## Recorded information
*** Block opens ***

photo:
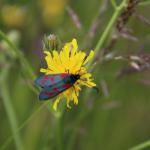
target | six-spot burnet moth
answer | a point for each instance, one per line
(54, 84)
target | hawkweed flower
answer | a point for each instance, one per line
(69, 60)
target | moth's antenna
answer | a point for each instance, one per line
(95, 88)
(82, 63)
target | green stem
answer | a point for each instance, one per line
(19, 55)
(9, 110)
(141, 146)
(108, 29)
(144, 3)
(97, 49)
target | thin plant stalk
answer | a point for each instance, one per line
(141, 146)
(98, 47)
(20, 56)
(108, 28)
(9, 110)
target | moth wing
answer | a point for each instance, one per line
(49, 80)
(52, 91)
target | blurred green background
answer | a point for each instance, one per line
(116, 118)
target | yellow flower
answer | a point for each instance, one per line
(69, 60)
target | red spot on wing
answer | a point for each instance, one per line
(49, 93)
(66, 86)
(42, 82)
(56, 89)
(46, 77)
(52, 79)
(63, 75)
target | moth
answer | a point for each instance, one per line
(54, 84)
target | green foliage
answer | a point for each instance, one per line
(117, 118)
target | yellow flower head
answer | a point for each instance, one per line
(69, 60)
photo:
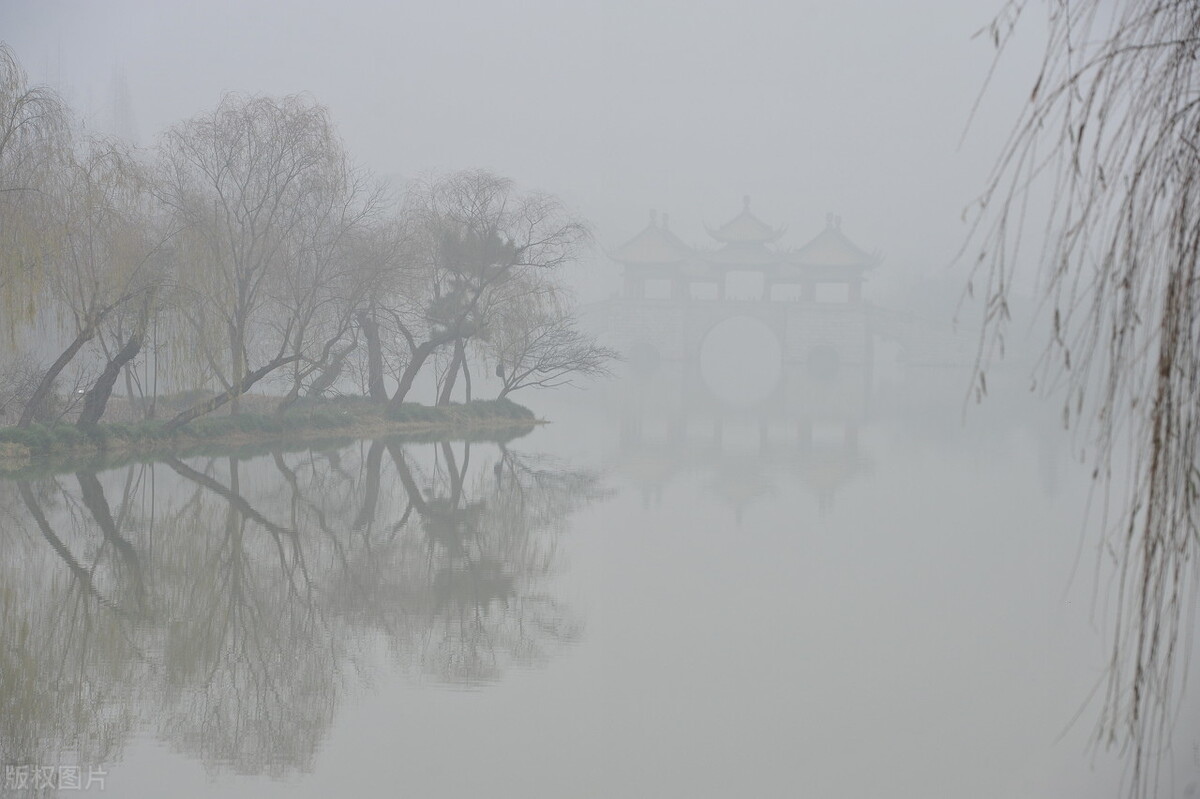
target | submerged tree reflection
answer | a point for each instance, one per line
(225, 601)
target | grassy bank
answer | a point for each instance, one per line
(39, 445)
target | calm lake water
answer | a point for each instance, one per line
(646, 598)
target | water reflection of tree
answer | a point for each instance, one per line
(465, 588)
(225, 600)
(70, 598)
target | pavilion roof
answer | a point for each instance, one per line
(745, 228)
(831, 247)
(654, 245)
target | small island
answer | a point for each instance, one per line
(244, 281)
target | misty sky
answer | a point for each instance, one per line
(843, 106)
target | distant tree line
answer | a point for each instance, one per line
(245, 247)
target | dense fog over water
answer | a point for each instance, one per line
(595, 409)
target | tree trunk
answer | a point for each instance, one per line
(451, 373)
(376, 389)
(96, 400)
(43, 389)
(466, 377)
(406, 380)
(231, 394)
(371, 497)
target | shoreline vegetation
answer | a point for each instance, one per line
(66, 446)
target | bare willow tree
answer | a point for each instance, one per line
(535, 341)
(34, 142)
(240, 181)
(108, 258)
(475, 233)
(1113, 127)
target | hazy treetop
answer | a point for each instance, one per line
(844, 106)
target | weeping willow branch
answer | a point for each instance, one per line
(1111, 128)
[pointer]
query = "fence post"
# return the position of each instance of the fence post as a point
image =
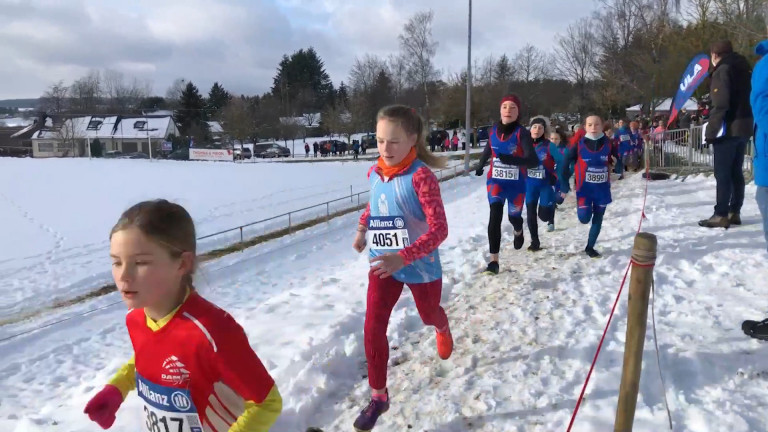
(643, 259)
(690, 147)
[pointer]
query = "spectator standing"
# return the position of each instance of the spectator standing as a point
(759, 101)
(730, 126)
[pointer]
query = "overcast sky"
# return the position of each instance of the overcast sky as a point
(240, 42)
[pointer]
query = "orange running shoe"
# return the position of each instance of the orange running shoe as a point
(444, 344)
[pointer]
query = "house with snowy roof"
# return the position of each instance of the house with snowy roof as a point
(126, 134)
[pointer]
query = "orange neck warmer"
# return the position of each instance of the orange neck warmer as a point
(389, 171)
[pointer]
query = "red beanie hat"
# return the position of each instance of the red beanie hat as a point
(512, 98)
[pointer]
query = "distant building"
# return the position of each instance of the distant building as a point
(216, 130)
(16, 135)
(126, 134)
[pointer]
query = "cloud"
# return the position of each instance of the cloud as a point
(240, 42)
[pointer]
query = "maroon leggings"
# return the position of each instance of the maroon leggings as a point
(382, 297)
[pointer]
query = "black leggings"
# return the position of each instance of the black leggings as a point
(494, 226)
(546, 214)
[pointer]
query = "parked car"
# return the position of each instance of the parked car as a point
(180, 154)
(369, 140)
(137, 155)
(270, 150)
(243, 153)
(482, 133)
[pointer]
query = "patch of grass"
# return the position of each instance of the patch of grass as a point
(216, 253)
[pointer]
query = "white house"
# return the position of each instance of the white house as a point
(665, 105)
(115, 133)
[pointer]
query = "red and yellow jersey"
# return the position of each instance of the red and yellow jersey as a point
(195, 371)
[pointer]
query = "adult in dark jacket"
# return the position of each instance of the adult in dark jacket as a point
(729, 129)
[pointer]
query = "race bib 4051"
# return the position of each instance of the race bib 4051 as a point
(387, 232)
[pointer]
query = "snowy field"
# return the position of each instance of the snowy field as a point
(524, 340)
(55, 214)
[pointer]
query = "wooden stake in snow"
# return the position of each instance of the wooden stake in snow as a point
(643, 260)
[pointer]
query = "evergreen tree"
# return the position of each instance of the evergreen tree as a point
(218, 98)
(301, 83)
(342, 95)
(191, 112)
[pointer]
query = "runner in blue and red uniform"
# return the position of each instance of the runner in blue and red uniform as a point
(594, 156)
(510, 150)
(637, 144)
(558, 148)
(623, 137)
(540, 184)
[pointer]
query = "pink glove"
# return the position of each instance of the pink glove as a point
(103, 407)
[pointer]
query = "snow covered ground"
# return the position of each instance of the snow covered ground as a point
(55, 214)
(524, 340)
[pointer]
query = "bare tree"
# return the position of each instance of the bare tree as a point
(700, 11)
(123, 95)
(85, 93)
(332, 120)
(398, 73)
(504, 71)
(311, 119)
(483, 73)
(69, 134)
(364, 72)
(574, 53)
(419, 50)
(54, 99)
(530, 63)
(173, 93)
(238, 120)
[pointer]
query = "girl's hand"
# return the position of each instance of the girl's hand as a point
(359, 244)
(387, 264)
(102, 408)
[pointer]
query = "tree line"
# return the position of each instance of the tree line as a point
(627, 52)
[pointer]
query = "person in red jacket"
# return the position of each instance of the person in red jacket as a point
(192, 366)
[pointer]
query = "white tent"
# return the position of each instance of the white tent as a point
(666, 104)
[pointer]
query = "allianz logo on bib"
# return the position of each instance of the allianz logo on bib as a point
(155, 397)
(397, 222)
(181, 401)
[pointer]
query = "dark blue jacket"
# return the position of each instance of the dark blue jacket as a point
(759, 101)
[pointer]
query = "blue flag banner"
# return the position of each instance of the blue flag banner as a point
(694, 75)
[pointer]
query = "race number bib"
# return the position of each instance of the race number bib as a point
(387, 232)
(537, 173)
(504, 172)
(597, 177)
(167, 409)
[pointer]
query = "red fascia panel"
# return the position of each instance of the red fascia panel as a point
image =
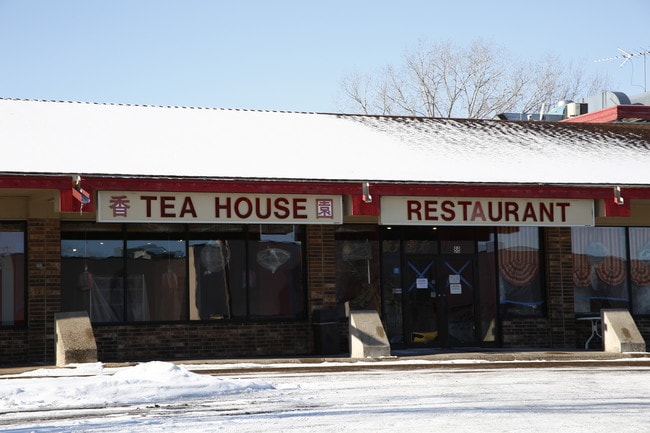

*** Block closes ***

## Work item
Please print, exactly as given, the lines running from the beginning of the listing through the line containing "target | thin plant stalk", omitting each picture.

## Output for this task
photo:
target | six-spot burnet moth
answer | a point for each instance, one per line
(54, 84)
target | hawkweed flower
answer | a point for each instance, one per line
(69, 60)
target | moth's antenna
answer | a point for each instance, one per line
(95, 88)
(82, 63)
target | green stem
answer | a point for each instance, one per line
(19, 55)
(9, 110)
(141, 146)
(108, 29)
(144, 3)
(97, 49)
target | thin plant stalk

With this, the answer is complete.